Collected data
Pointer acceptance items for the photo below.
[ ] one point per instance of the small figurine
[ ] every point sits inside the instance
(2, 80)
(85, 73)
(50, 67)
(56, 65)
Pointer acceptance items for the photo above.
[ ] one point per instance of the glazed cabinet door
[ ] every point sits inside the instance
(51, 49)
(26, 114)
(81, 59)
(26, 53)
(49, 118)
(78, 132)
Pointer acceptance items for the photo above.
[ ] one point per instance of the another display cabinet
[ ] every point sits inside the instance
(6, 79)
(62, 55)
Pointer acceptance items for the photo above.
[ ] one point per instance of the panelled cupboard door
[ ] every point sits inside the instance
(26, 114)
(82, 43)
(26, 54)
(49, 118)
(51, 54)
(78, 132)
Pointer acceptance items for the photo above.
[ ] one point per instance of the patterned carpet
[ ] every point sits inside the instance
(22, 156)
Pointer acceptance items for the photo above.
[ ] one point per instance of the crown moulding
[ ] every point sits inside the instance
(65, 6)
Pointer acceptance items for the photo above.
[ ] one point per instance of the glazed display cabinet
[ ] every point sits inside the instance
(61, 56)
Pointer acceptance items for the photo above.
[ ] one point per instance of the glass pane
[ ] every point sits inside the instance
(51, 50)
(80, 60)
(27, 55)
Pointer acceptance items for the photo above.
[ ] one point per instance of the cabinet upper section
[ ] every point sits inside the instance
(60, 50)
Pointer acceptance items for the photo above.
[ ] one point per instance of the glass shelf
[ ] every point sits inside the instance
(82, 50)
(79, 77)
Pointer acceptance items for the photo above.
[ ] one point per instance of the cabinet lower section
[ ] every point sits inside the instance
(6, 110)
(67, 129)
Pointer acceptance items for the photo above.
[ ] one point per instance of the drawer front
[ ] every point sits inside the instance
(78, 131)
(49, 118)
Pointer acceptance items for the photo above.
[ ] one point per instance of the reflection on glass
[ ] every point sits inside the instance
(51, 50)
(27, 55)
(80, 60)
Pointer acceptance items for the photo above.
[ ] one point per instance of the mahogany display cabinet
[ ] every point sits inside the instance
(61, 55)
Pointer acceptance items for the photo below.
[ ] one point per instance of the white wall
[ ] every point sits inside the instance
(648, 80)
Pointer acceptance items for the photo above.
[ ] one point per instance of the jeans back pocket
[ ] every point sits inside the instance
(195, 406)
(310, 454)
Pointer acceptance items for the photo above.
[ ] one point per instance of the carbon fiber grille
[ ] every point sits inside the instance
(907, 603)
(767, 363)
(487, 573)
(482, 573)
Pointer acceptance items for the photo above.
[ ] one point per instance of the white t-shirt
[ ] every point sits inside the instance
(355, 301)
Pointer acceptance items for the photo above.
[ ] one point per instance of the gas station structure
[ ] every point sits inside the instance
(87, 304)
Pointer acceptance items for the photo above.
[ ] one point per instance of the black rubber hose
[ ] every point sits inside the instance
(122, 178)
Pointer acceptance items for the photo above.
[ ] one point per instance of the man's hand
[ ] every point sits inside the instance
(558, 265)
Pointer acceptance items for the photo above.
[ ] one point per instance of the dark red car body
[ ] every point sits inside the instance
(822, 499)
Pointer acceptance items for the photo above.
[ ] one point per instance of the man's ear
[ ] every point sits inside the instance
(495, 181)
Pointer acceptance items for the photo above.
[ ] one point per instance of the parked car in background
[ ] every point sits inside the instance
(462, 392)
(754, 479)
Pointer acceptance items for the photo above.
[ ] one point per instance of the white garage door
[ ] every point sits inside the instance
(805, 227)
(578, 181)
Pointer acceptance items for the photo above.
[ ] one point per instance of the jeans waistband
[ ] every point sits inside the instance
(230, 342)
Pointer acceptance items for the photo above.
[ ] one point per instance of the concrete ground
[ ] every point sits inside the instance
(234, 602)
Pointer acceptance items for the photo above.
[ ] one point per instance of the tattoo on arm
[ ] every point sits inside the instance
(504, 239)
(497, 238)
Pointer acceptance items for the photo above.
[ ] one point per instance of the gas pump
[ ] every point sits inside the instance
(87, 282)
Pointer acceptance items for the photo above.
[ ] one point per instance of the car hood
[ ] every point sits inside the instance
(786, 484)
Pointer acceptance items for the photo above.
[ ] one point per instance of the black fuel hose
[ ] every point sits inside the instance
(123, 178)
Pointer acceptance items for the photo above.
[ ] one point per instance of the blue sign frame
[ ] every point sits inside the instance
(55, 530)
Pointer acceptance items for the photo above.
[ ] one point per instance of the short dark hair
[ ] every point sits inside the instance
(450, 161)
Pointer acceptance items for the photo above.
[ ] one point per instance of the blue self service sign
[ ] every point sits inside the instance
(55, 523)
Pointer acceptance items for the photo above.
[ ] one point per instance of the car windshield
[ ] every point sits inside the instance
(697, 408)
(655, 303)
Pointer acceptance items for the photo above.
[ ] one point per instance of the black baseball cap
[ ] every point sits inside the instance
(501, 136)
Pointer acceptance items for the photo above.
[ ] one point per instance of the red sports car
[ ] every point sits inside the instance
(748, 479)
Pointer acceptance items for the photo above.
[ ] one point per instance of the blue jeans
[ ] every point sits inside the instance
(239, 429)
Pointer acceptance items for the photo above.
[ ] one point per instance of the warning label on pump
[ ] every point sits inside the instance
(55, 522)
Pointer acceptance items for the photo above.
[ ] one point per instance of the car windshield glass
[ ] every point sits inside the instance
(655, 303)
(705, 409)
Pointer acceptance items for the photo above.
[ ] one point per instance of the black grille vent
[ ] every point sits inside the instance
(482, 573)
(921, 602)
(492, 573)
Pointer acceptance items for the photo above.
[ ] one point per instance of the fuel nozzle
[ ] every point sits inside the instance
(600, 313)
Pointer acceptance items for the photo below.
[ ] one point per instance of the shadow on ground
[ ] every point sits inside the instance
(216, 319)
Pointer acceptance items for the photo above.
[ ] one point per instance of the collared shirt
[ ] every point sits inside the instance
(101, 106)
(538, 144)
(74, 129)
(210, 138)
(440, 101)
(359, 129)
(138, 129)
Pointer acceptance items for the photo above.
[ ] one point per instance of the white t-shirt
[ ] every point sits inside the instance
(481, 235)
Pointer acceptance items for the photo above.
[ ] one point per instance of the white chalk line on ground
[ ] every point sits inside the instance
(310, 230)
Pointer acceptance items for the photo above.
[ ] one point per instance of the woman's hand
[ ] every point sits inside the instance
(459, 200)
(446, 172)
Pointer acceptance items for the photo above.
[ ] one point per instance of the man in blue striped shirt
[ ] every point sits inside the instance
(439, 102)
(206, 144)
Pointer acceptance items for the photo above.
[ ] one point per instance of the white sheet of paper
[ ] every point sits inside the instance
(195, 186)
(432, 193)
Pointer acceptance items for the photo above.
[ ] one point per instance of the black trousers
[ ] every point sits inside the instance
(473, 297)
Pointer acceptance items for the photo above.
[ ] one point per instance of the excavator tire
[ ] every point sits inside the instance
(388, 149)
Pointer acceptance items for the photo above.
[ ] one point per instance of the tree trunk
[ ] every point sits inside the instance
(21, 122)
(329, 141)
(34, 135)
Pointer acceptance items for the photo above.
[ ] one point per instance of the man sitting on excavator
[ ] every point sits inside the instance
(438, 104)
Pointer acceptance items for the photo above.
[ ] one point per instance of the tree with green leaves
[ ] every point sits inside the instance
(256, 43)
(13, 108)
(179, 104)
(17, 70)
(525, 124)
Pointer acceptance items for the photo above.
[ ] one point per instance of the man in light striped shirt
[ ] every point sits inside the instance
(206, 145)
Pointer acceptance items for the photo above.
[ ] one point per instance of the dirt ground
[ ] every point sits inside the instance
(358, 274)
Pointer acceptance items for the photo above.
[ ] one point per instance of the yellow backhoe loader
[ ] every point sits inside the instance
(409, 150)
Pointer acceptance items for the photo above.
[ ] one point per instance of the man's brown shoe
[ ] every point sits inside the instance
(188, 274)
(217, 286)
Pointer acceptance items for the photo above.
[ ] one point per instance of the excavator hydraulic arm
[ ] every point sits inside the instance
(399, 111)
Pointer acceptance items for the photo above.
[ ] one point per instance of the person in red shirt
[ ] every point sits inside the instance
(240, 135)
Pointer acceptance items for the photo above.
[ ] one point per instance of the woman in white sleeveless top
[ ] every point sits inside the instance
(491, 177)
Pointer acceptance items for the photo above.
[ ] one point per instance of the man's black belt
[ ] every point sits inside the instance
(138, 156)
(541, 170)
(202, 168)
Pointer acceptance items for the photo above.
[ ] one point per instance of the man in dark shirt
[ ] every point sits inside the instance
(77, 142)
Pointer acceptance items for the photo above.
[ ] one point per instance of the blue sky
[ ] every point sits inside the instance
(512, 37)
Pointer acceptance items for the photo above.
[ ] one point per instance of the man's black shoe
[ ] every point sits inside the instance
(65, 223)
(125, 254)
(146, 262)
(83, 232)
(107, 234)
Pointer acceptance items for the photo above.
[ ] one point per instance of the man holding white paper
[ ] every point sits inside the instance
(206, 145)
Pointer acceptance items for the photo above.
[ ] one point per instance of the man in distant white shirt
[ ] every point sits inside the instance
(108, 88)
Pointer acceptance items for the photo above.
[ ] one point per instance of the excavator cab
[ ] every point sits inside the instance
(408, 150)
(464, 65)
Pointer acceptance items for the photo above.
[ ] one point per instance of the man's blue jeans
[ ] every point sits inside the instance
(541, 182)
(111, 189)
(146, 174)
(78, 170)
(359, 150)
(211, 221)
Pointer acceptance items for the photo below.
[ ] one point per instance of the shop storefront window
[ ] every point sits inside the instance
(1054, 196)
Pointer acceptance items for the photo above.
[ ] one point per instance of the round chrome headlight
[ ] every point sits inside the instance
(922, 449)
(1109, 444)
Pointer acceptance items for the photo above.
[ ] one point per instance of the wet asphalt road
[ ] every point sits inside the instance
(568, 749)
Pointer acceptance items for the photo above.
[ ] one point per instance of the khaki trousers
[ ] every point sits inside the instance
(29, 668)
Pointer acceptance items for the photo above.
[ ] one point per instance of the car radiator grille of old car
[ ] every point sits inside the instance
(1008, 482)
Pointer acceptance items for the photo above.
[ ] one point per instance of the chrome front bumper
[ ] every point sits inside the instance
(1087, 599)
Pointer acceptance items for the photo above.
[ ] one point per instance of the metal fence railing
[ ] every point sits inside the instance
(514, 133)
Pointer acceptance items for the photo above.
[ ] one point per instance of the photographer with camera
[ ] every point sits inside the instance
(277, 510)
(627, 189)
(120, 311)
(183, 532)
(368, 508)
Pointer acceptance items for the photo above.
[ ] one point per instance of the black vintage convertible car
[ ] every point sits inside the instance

WHAT THE TASK ASKS: Beginning with the very first line of the records above, please retype each line through the one that has "[ ] one point per instance of the glass shelf", and add nothing.

RESPONSE BELOW:
Pointer acceptance items for the photo below.
[ ] one point per instance of the small figurine
[ ] every point sits inside the instance
(2, 80)
(85, 73)
(50, 67)
(56, 65)
Pointer acceptance items for the photo above.
[ ] one point per instance of the glazed cabinet door
[ ] every point sits inside the instance
(51, 49)
(26, 114)
(81, 59)
(26, 53)
(49, 118)
(78, 132)
Pointer acceptance items for the photo above.
[ ] one point per instance of the another display cabinet
[ ] every point sits inside the instance
(6, 79)
(62, 55)
Pointer acceptance items for the photo above.
[ ] one point per instance of the panelled cupboard door
[ ] every point sits inside the instance
(26, 114)
(82, 43)
(26, 54)
(49, 118)
(51, 54)
(78, 132)
Pointer acceptance items for the photo above.
[ ] one point per instance of the patterned carpet
[ ] every point sits inside the instance
(22, 156)
Pointer acceptance items for the photo above.
[ ] one point per instance of the crown moulding
[ ] every point sits inside the instance
(65, 6)
Pointer acceptance items for the photo above.
[ ] one point per instance of the glazed display cabinet
[ ] every point sits inside the instance
(61, 56)
Pointer acceptance items for the photo above.
[ ] one point per instance of the glass pane
[ ] every point sits inside the instance
(51, 50)
(80, 60)
(27, 55)
Pointer acceptance items for the photo above.
[ ] one point per instance of the cabinet upper section
[ ] every point sits inside the instance
(60, 50)
Pointer acceptance items for the photo above.
[ ] one point per instance of the glass shelf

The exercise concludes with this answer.